• [TRECHO DA PÁGINA]:
※ ※ ※

João de Carvalho
Bem,
daqui a dois dias o cantor e compositor Siba estará em Londrina
trazendo o show de seu último disco, o "Avante". O álbum
foi lançado no começo do ano passado e, segundo o próprio Siba, é
um pretexto para reunir e viabilizar o que realmente importa: o show.
Mesmo assim, encarando o disco como "simples pretexto" e
como ponto de partida de um processo que vem se desenvolvendo já faz
quase dois anos nos palcos do Brasil e do Mundo - ele virá para
Londrina depois de uma passagem por Londres - "Avante"
conseguiu se manter como um dos melhores discos lançados em 2012. E
foi um ano de grandes discos, diga-se de passagem.
E, se
por um lado é uma pena que o show tenha demorado tanto para vir pra
cá, teremos a oportunidade de conferir um estágio bem mais
experimentado desse processo infinito – peno menos até seu “Mute”
final – deste artista que trabalha muito além da superficialidade
que esta época de imagens rápidas nos impõe. Vamos com calma, o
quero dizer é que Siba é um artista que realmente tem conflitos
estéticos profundos, e que vem se equilibrando entre as condições
– e contradições – do mercado musical com extrema integridade.

※ ※ ※

• [MATERIAL FORNECIDO]:
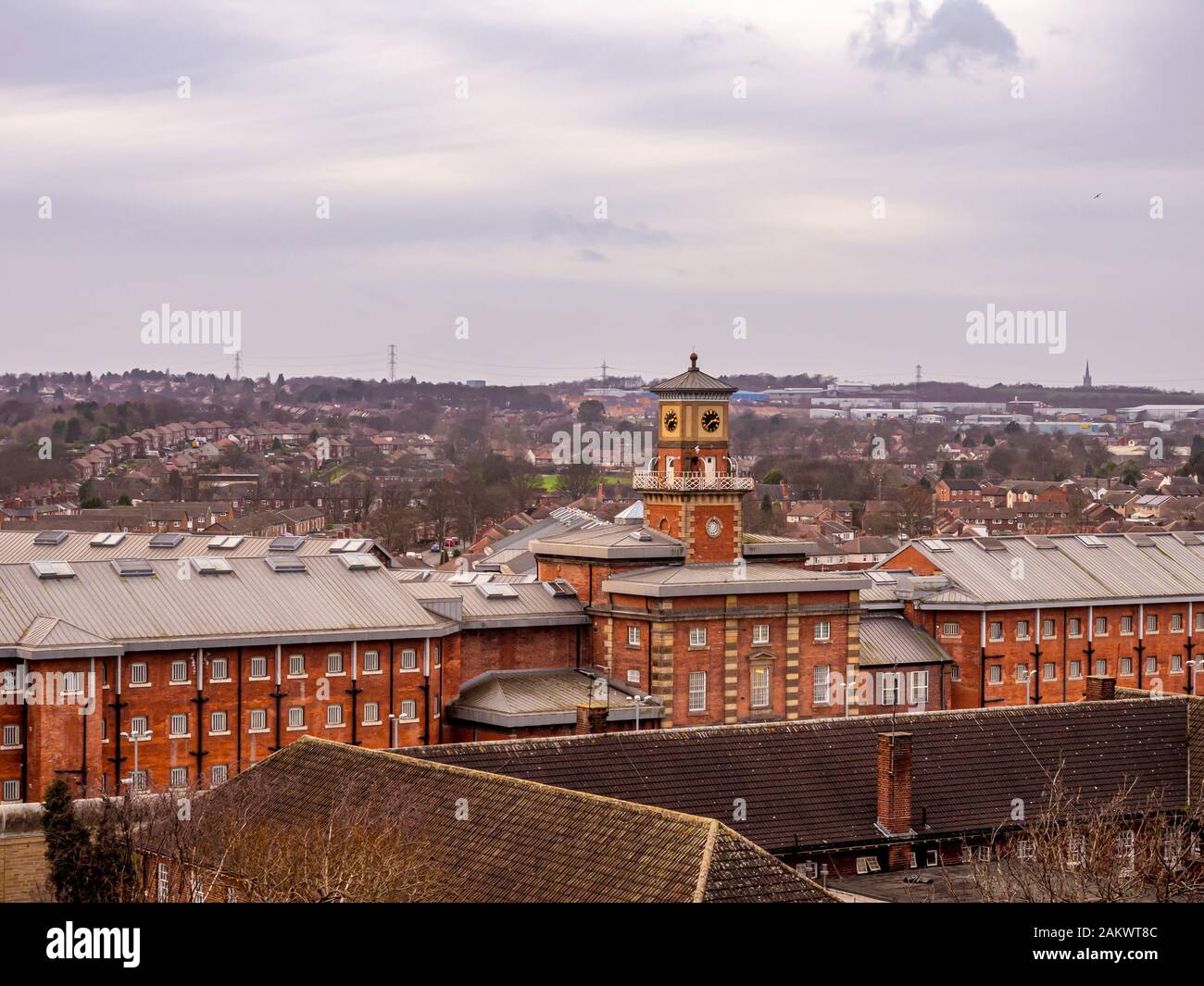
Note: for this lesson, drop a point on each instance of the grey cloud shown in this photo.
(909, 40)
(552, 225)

※ ※ ※

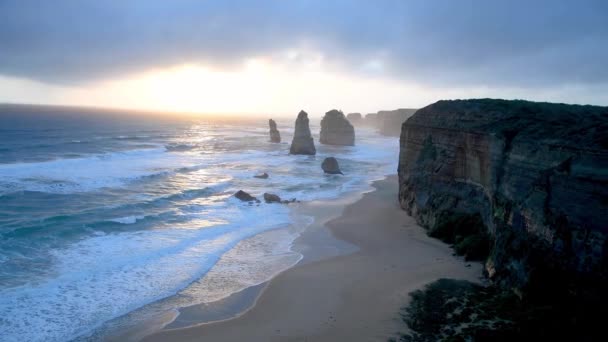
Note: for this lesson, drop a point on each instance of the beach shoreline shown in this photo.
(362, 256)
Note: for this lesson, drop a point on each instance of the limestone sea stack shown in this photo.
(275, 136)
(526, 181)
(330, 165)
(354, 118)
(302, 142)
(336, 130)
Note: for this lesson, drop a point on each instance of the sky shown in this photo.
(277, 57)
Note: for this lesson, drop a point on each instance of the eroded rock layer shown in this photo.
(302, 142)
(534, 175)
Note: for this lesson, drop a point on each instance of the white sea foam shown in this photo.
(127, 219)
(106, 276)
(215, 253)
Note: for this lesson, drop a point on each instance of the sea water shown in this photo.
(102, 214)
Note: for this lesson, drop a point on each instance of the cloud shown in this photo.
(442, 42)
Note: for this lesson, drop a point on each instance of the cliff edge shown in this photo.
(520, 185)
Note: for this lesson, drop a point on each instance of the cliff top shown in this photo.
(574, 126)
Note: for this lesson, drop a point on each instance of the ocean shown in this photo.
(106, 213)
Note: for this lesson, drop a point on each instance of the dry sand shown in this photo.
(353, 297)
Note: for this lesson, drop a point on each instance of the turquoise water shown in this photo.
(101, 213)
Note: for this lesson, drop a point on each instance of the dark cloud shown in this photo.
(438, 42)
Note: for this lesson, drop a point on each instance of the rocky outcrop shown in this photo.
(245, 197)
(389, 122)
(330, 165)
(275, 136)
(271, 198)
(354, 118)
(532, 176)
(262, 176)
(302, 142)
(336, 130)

※ ※ ※

• [EXERCÍCIOS PROPOSTOS]:
(1) De acordo com o texto sobre o show de Siba, por qual cidade o artista passa antes de chegar a Londrina?
(2) Reescreva de forma mais breve o parágrafo do texto sobre o show de Siba que começa com "Mesmo assim, encarando o disco", mantendo seus fatos principais.
O material não tem relação com o texto sobre o show de Siba.

• [SOLUÇÕES]:
(1) Londres.

(2) Embora seja visto como simples pretexto e ponto de partida de um processo que se desenvolve há quase dois anos nos palcos do Brasil e do mundo, "Avante" se manteve entre os melhores discos de 2012, ano de grandes lançamentos. Siba virá a Londrina depois de passar por Londres.